WORK TO COMPLETE | Arrange the records below as a two-column CSV with the headers "text" and "answer", one row per record. Put each field in double quotes, replace every line break with a space, and leave out the pictures.

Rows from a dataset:
· · · · ·

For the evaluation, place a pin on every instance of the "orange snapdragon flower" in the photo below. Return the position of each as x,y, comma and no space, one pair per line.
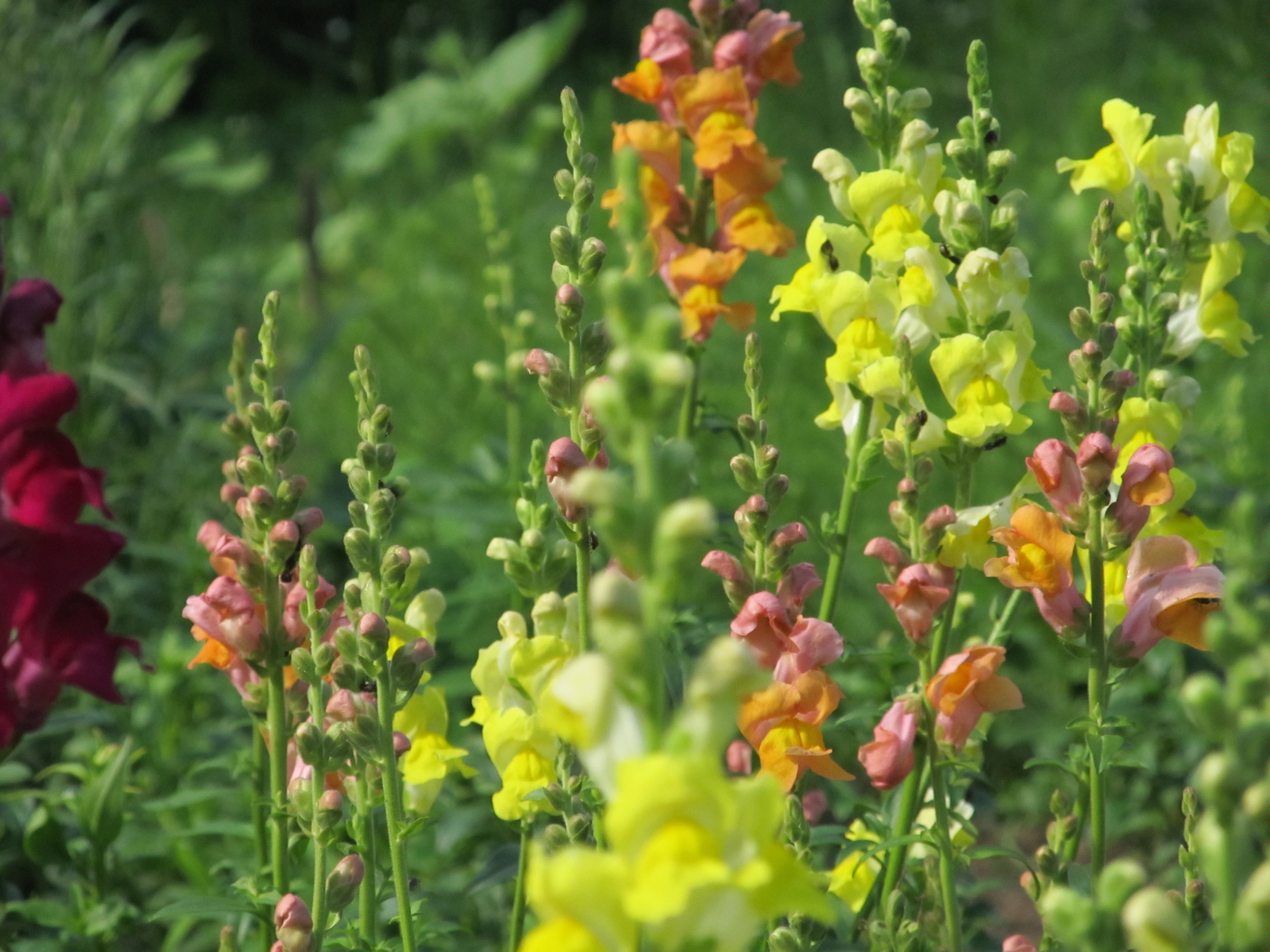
1040,560
715,107
783,723
968,687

· · · · ·

WORKED ANSWER |
text,answer
"For the evaluation, place a pin on every instance of the ""orange snapdragon flower"" in the photo below. Return the position of each as x,y, comma and no space, one pair per line.","1040,560 715,107 783,723 968,687"